GOAL OF THE EXERCISE: Repeat word for word the opening stretch of the entries, from the first line through the line containing "Outline every instance of the road".
═══ THE DATA
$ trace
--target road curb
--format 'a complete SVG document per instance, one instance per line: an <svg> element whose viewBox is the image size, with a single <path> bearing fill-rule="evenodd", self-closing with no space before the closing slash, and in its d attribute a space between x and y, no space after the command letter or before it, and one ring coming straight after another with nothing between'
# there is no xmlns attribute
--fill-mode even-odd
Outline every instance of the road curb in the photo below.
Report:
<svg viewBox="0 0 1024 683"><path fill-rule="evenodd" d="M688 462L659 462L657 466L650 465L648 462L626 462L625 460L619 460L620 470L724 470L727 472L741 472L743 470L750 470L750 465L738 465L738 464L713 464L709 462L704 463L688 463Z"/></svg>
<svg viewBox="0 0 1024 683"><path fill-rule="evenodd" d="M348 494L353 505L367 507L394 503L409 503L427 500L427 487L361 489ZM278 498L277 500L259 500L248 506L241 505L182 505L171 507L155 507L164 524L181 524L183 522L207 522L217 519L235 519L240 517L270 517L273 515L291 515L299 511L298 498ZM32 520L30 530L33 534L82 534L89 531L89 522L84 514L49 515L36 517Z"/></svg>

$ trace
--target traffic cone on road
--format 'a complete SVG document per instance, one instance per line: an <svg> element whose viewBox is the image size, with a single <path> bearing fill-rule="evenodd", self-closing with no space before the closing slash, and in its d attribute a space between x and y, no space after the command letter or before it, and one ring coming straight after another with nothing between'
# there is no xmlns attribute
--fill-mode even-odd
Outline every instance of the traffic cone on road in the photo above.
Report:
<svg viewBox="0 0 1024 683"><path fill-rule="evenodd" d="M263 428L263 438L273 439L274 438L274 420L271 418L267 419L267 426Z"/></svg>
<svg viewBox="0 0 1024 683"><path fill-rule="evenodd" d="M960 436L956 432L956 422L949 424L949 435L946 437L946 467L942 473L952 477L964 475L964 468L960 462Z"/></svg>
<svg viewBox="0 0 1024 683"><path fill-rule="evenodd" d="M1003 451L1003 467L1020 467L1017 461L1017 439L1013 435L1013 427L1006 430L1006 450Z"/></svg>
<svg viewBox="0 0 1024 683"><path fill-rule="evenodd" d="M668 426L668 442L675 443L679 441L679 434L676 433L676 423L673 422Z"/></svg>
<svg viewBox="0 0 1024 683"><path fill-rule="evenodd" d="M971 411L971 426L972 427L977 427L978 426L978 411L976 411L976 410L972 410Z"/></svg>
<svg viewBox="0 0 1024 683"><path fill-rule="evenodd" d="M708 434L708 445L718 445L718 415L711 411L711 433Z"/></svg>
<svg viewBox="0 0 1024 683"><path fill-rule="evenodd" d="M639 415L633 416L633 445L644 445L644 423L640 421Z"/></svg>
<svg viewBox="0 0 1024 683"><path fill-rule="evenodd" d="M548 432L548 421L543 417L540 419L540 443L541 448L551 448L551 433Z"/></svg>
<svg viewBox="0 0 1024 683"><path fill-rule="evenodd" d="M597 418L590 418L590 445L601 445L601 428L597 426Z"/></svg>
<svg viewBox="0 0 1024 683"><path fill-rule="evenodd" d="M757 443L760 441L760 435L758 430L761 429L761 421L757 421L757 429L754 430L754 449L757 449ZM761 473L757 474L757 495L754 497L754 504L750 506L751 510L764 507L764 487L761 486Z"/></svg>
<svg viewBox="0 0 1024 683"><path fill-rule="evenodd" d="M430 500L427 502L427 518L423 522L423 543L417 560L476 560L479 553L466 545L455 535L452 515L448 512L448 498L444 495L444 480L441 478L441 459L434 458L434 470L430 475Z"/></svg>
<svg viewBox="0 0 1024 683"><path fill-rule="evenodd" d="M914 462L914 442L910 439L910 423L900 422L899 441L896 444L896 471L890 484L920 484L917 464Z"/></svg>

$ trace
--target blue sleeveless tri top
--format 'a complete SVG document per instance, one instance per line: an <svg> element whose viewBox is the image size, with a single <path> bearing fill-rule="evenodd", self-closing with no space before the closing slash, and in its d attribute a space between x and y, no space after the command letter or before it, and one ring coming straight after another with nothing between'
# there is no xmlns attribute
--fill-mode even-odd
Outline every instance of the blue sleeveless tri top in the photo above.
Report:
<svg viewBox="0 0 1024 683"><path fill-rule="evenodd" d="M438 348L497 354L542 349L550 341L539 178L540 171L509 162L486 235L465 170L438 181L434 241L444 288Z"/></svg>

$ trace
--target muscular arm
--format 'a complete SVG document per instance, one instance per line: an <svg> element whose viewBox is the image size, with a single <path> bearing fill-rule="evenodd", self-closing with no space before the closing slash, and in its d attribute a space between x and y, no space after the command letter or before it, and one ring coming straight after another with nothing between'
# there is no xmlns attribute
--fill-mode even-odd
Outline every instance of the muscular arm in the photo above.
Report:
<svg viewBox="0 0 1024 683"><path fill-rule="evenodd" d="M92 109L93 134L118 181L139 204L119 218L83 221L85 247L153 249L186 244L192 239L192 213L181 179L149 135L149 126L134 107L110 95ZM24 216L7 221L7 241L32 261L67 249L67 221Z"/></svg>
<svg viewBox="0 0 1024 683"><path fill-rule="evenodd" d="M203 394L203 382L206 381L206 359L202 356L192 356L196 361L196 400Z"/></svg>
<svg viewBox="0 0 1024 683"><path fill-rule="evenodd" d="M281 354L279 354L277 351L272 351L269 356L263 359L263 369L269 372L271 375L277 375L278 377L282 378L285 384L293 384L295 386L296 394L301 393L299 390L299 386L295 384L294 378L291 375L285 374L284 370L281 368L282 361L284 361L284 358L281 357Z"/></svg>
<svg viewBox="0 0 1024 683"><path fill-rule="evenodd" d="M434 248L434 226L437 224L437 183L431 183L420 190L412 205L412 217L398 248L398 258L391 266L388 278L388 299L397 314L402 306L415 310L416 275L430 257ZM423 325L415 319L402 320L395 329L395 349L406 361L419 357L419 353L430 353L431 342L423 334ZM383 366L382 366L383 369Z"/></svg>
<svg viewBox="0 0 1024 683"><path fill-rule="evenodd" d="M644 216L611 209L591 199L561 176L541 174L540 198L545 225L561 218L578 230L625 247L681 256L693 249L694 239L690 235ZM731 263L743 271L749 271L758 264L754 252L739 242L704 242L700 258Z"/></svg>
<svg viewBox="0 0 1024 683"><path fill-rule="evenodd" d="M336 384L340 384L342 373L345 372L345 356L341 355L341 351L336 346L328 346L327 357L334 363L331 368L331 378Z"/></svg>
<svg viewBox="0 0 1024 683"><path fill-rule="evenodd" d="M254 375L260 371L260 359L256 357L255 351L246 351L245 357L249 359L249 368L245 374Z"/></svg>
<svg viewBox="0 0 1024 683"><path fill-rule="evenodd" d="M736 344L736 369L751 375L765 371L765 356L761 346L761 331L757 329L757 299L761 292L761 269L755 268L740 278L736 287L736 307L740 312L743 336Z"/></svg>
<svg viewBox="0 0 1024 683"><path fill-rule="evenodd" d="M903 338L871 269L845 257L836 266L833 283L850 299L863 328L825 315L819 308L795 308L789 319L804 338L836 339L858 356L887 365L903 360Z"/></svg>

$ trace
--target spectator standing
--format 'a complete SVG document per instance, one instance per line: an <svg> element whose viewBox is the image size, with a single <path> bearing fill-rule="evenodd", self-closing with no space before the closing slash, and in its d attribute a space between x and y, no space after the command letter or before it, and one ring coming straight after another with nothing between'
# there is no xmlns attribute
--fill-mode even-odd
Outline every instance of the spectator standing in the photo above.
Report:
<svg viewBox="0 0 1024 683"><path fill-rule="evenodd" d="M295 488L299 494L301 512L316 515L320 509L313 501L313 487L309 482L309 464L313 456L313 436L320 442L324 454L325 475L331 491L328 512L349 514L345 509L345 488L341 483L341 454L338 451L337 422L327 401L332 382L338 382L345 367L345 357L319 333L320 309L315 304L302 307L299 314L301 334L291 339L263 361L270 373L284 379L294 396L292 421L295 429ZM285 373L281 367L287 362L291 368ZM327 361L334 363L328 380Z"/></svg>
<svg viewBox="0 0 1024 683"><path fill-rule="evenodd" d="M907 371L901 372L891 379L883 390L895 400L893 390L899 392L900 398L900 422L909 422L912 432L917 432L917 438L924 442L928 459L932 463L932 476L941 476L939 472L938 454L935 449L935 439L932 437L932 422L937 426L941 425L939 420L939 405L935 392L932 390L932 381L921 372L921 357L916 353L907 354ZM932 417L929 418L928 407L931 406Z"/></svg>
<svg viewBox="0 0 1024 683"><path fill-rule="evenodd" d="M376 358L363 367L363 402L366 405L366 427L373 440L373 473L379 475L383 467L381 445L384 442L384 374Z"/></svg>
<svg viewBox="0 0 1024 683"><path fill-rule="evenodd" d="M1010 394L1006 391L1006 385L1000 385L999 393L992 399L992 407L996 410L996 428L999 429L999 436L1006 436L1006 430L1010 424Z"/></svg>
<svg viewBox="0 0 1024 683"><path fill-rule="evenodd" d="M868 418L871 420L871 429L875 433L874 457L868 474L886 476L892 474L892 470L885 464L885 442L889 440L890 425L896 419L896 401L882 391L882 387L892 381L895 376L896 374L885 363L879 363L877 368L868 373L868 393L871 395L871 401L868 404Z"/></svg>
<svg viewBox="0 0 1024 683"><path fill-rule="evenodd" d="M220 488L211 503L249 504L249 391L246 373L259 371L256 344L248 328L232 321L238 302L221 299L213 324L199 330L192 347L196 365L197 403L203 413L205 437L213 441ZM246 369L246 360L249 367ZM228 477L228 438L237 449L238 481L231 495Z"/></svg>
══════
WORKED SOLUTION:
$ trace
--target road curb
--format 'a complete SVG document per instance, one instance per line: an <svg> element whose viewBox is the image size, with a single <path> bearing fill-rule="evenodd", self-closing with no space before the closing slash, and in its d attribute a space between x and y, no space after the command letter or before it, and one ring coming straight after another with nothing between'
# there is no xmlns attribute
--fill-mode even-odd
Outline every instance of the road curb in the photo below.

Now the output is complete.